Records provided

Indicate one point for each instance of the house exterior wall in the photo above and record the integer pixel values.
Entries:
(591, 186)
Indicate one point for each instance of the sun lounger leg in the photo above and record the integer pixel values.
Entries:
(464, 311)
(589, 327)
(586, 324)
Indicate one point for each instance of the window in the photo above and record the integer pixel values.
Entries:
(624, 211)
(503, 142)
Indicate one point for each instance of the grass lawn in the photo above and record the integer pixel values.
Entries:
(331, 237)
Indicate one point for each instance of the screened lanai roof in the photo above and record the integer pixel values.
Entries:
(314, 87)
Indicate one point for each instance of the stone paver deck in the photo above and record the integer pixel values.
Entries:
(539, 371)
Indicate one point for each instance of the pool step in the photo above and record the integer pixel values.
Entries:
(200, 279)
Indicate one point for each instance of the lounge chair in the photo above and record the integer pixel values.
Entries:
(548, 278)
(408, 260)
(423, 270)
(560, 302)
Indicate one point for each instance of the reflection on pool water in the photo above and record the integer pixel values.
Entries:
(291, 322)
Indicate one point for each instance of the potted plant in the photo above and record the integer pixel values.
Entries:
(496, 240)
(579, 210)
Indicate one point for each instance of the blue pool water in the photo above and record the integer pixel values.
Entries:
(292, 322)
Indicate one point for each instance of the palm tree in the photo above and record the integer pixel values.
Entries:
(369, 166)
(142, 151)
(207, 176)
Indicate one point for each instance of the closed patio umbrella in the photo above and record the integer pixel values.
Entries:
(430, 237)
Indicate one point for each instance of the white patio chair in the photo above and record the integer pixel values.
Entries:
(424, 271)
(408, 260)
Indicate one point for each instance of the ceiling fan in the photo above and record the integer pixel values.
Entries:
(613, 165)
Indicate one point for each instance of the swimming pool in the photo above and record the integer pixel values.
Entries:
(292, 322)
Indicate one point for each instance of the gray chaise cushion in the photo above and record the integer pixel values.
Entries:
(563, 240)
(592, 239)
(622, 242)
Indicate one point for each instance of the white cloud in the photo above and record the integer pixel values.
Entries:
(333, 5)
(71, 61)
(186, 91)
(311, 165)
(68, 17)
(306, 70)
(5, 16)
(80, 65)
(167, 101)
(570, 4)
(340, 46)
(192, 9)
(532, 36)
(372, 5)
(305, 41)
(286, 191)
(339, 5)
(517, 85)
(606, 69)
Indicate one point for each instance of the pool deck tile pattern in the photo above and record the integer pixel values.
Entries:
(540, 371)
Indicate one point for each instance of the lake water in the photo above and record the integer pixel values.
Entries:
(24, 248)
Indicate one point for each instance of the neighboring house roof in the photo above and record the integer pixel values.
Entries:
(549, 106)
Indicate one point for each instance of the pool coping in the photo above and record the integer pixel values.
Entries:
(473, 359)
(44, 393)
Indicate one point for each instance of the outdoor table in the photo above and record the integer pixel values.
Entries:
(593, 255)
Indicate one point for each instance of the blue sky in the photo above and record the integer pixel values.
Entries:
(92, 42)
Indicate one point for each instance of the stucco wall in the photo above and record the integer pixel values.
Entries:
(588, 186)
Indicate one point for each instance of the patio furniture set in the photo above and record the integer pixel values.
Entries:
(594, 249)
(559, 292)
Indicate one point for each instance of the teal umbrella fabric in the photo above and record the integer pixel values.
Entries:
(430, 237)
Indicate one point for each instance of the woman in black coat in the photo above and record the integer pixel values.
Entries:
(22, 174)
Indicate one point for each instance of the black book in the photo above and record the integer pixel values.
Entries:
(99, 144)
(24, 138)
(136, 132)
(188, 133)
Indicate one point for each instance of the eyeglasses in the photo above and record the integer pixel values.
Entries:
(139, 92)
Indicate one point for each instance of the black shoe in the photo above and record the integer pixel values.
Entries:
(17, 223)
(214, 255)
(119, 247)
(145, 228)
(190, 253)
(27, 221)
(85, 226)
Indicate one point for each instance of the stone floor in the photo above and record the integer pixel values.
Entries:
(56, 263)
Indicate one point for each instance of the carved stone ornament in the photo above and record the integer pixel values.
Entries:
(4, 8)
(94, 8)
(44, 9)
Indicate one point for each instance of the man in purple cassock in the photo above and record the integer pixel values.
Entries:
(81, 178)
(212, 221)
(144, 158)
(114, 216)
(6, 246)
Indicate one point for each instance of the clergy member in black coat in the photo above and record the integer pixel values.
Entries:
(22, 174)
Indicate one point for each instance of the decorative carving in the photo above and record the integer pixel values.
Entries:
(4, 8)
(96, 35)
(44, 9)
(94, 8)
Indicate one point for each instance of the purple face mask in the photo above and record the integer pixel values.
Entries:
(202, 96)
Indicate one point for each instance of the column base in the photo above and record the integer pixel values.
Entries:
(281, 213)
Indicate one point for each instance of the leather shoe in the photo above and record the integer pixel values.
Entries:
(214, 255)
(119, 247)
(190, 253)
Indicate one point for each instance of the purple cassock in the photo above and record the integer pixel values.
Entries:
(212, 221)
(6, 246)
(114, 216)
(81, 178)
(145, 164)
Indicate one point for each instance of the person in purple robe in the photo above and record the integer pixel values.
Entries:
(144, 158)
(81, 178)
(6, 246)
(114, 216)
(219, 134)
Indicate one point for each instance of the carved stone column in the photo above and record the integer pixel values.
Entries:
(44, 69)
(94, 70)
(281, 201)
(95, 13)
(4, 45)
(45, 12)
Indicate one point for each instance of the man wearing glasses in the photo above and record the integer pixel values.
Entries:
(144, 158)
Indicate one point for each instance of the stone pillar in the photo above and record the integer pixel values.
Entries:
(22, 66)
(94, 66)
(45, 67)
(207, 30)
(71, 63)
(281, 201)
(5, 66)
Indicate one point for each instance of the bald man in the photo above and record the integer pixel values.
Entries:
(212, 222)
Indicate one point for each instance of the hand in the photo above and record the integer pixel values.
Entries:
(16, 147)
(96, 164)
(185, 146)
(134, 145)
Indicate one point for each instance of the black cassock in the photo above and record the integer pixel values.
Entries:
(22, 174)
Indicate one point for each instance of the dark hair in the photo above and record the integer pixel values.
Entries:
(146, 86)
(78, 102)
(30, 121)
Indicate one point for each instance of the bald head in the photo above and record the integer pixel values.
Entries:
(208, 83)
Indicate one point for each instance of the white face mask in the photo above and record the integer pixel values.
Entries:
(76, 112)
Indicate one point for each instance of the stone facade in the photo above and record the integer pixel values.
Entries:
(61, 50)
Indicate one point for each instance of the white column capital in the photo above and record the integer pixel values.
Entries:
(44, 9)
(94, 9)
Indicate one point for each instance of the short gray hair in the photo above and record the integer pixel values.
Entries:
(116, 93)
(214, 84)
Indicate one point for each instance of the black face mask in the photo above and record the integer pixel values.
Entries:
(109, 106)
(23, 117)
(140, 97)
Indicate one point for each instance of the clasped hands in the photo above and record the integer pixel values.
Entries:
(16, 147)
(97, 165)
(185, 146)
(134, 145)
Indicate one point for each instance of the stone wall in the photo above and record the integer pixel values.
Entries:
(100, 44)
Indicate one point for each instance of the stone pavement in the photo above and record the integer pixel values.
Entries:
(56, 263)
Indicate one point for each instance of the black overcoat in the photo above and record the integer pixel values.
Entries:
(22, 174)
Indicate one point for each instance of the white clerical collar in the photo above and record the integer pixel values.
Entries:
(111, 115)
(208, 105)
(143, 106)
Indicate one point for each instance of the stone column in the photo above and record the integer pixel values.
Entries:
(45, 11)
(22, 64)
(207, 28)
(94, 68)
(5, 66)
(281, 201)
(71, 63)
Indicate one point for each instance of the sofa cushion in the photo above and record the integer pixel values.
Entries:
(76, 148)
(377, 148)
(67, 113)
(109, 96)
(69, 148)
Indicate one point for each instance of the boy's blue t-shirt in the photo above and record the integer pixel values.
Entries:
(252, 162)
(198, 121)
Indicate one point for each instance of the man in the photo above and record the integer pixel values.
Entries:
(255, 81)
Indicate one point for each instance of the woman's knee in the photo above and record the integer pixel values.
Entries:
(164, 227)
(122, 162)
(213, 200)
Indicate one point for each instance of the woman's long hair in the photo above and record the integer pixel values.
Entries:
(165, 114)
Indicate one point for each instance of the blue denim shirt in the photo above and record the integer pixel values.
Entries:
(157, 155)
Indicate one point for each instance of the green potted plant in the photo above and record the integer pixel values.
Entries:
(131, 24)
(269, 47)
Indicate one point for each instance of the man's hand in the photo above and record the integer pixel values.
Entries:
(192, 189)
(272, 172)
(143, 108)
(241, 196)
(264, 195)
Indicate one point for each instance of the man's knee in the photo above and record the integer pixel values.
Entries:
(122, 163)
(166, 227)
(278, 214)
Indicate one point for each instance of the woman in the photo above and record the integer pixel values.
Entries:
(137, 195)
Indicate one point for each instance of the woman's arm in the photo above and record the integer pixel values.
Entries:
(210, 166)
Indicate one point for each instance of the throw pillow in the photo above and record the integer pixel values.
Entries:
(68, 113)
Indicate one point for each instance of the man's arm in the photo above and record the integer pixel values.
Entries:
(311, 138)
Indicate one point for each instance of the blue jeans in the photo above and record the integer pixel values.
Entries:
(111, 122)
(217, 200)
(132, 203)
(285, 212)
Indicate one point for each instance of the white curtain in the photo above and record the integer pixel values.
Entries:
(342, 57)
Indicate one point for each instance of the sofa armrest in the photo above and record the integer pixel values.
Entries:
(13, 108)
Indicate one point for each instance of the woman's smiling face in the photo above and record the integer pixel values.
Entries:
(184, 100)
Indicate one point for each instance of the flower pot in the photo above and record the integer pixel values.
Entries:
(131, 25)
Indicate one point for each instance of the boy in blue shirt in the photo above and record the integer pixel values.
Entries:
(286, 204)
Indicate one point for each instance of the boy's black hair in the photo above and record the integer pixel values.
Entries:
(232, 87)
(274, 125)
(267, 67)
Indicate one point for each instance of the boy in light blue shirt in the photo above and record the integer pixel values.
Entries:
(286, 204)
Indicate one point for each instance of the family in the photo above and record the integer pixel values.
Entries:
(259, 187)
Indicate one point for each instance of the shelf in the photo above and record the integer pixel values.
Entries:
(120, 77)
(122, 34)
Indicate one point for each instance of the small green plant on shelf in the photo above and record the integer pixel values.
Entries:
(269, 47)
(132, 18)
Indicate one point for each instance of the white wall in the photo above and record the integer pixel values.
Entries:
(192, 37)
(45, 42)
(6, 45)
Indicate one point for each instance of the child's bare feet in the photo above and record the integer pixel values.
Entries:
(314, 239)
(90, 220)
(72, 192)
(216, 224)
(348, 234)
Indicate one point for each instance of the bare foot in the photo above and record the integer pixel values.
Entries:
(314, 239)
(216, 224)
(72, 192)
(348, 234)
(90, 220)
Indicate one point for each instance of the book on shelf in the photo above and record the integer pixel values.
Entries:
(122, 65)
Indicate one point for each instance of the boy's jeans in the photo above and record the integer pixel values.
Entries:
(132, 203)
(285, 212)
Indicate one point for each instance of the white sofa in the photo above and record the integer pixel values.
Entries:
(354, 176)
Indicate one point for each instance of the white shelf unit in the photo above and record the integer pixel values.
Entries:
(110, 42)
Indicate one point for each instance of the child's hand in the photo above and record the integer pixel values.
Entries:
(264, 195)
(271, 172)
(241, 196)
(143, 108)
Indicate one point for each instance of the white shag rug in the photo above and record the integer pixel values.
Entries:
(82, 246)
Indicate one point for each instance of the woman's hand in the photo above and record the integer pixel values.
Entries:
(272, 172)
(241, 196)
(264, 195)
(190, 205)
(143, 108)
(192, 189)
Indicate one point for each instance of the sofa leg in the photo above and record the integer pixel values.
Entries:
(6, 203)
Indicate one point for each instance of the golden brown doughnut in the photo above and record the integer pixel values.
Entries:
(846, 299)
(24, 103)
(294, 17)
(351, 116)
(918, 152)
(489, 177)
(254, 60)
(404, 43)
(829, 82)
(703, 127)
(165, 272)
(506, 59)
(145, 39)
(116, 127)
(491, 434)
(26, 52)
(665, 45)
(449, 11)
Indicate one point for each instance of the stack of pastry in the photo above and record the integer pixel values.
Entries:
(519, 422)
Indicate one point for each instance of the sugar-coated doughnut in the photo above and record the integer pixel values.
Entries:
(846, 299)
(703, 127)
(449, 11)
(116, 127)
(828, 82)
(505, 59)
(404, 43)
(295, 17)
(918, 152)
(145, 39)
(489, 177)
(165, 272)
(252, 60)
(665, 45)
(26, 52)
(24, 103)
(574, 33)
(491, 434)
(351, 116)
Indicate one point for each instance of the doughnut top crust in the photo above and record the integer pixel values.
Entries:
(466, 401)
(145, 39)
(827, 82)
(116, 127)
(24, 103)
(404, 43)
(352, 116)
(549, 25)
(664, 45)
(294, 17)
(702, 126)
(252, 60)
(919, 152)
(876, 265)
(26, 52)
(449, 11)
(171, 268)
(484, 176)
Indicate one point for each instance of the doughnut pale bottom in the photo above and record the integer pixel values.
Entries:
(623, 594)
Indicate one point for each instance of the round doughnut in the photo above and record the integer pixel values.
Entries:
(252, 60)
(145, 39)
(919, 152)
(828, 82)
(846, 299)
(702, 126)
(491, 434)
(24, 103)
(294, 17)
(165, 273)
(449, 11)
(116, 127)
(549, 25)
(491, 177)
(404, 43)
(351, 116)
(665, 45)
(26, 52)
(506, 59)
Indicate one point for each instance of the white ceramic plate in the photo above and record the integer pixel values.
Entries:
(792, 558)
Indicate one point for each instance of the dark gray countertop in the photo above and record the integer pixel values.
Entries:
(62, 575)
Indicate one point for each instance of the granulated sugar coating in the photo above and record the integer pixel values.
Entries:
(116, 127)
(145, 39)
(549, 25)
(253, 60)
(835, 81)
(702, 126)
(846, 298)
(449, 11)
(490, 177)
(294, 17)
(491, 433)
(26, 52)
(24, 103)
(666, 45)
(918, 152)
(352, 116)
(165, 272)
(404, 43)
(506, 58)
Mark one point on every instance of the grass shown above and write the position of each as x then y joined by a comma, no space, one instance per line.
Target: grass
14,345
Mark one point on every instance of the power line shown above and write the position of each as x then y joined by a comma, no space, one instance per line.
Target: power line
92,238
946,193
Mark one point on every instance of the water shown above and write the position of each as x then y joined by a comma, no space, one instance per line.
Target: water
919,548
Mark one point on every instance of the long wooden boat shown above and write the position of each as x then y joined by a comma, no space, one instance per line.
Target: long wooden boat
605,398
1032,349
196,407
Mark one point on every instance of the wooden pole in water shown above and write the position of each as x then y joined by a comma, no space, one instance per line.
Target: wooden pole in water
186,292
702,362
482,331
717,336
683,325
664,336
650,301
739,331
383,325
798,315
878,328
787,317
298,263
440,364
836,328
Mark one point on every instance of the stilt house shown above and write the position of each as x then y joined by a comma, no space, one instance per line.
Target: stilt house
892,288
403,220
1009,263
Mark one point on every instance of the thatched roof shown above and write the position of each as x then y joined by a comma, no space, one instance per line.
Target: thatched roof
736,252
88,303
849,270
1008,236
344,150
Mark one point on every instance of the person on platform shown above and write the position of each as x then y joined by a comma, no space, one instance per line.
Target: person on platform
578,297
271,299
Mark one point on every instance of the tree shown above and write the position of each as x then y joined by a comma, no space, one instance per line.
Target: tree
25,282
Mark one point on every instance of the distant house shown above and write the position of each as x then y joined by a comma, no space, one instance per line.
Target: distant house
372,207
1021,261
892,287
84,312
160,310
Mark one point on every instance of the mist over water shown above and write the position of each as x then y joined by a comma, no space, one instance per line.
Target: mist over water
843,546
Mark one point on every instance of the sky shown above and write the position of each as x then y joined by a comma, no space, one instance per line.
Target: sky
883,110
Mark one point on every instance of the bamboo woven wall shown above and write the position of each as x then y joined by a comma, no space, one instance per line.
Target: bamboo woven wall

Prompt
Within the material, count each line that includes the word "book", and give the total by itself.

Solution to this problem
2